**TASK DESCRIPTION:**
In the text about the album Batucada below, what is the title of the Breaking Bad episode that used "Os Grilos (The Crickets Sing for Anamaria)"?

**GIVEN TEXT:**
_ _ _ _ _ _ _

Batucada is a 1967 album by Brazilian musician Walter Wanderley. Batucada refers to a fast and repetitive style of samba music played with percussion instruments and is used as an intro on the third track, "Batucada."

Critical reception 
John Bush of AllMusic described Wanderley's organ sound as "veer[ing] close to the edge where cool jazz becomes easy listening," but said that "fans of Wanderley's work on Astrud Gilberto's A Certain Smile, A Certain Sadness will enjoy this as background music."

Use in media 
The song "Os Grilos (The Crickets Sing for Anamaria)" was used in an episode of Breaking Bad titled "Hermanos."

_ _ _ _ _ _ _

[Data lines]
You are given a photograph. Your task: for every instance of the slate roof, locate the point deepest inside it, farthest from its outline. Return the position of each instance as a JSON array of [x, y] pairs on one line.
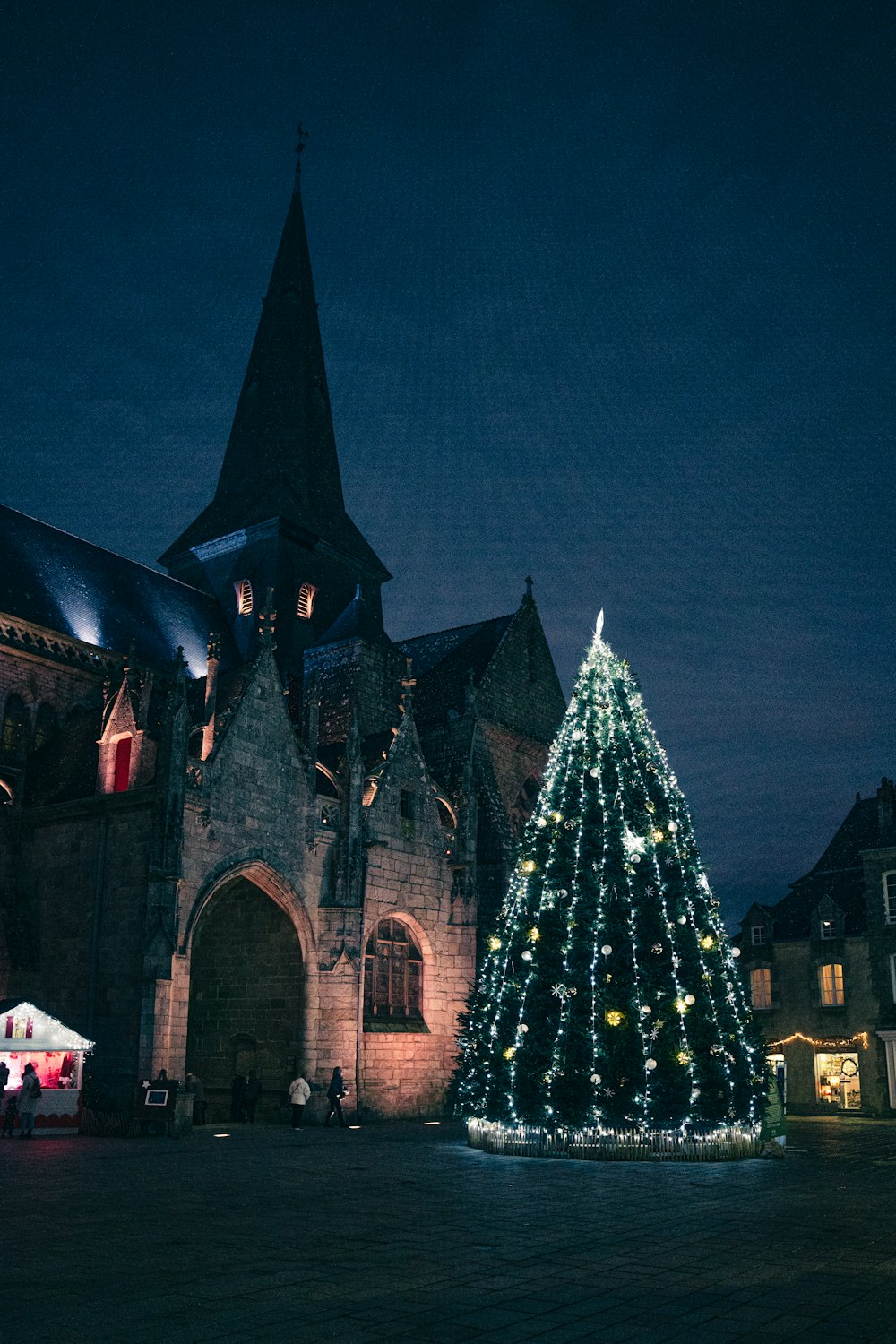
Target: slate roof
[[444, 661], [65, 583], [839, 873], [357, 623]]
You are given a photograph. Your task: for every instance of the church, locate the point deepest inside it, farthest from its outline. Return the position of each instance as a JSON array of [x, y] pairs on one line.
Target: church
[[244, 830]]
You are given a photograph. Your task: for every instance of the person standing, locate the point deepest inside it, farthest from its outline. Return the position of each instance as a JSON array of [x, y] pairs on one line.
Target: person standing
[[298, 1093], [195, 1086], [335, 1094], [29, 1099], [253, 1093]]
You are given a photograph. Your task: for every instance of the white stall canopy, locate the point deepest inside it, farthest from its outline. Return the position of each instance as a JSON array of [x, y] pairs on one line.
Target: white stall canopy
[[27, 1029]]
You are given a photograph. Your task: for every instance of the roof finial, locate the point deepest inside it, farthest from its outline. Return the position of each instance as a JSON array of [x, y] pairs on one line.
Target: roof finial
[[303, 142], [409, 682]]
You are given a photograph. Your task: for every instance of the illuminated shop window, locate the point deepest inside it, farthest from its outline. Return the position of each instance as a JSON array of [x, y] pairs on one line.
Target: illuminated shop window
[[837, 1080], [306, 596], [761, 988], [890, 897], [244, 590], [778, 1066], [392, 973], [831, 981]]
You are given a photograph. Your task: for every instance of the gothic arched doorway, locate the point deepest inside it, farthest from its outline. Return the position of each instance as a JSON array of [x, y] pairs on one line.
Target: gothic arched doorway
[[245, 996]]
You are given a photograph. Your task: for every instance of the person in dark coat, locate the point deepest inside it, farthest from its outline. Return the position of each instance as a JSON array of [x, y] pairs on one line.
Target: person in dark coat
[[238, 1097], [250, 1097], [335, 1094], [10, 1117]]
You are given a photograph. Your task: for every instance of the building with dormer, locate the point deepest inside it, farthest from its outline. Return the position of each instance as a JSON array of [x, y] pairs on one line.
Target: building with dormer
[[821, 969]]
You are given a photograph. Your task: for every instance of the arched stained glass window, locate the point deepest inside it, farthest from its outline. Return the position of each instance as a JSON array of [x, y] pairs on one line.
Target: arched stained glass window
[[392, 973]]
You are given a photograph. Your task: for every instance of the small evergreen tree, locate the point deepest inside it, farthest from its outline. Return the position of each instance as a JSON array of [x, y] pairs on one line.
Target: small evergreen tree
[[608, 995]]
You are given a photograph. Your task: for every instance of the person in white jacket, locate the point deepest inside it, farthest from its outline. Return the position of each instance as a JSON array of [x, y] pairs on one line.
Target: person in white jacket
[[298, 1093]]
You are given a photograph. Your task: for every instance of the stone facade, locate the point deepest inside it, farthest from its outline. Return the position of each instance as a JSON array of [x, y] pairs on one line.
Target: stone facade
[[277, 854], [821, 970]]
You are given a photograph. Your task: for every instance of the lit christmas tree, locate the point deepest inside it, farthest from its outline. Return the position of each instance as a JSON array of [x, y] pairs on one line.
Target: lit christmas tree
[[610, 997]]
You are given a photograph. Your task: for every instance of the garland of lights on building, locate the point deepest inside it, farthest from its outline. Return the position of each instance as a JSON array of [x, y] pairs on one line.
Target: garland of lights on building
[[610, 996]]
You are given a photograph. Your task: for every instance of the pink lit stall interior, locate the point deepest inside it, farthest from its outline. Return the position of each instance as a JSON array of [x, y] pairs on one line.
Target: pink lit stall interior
[[31, 1037]]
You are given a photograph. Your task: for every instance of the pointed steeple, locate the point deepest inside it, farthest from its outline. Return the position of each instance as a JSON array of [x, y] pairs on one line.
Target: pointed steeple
[[281, 456]]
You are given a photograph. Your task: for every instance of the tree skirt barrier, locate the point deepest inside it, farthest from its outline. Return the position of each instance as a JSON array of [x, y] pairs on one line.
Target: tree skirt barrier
[[729, 1142]]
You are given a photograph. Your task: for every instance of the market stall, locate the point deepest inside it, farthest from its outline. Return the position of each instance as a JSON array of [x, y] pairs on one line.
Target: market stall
[[29, 1035]]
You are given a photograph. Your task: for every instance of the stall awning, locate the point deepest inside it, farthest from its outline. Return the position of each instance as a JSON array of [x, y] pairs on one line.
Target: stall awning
[[26, 1027]]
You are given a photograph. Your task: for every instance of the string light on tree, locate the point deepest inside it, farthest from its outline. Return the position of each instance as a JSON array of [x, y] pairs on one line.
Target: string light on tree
[[607, 916]]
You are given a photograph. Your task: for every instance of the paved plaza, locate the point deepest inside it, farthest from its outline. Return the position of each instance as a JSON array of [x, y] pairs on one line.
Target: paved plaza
[[402, 1233]]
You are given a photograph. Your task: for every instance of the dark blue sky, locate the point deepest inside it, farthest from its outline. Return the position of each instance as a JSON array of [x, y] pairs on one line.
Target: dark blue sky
[[606, 293]]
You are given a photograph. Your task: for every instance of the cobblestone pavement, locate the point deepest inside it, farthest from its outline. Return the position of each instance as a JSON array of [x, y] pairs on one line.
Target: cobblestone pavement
[[402, 1233]]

_ _ _ _ _ _ _

**RESPONSE TO THE TASK:**
"Hermanos"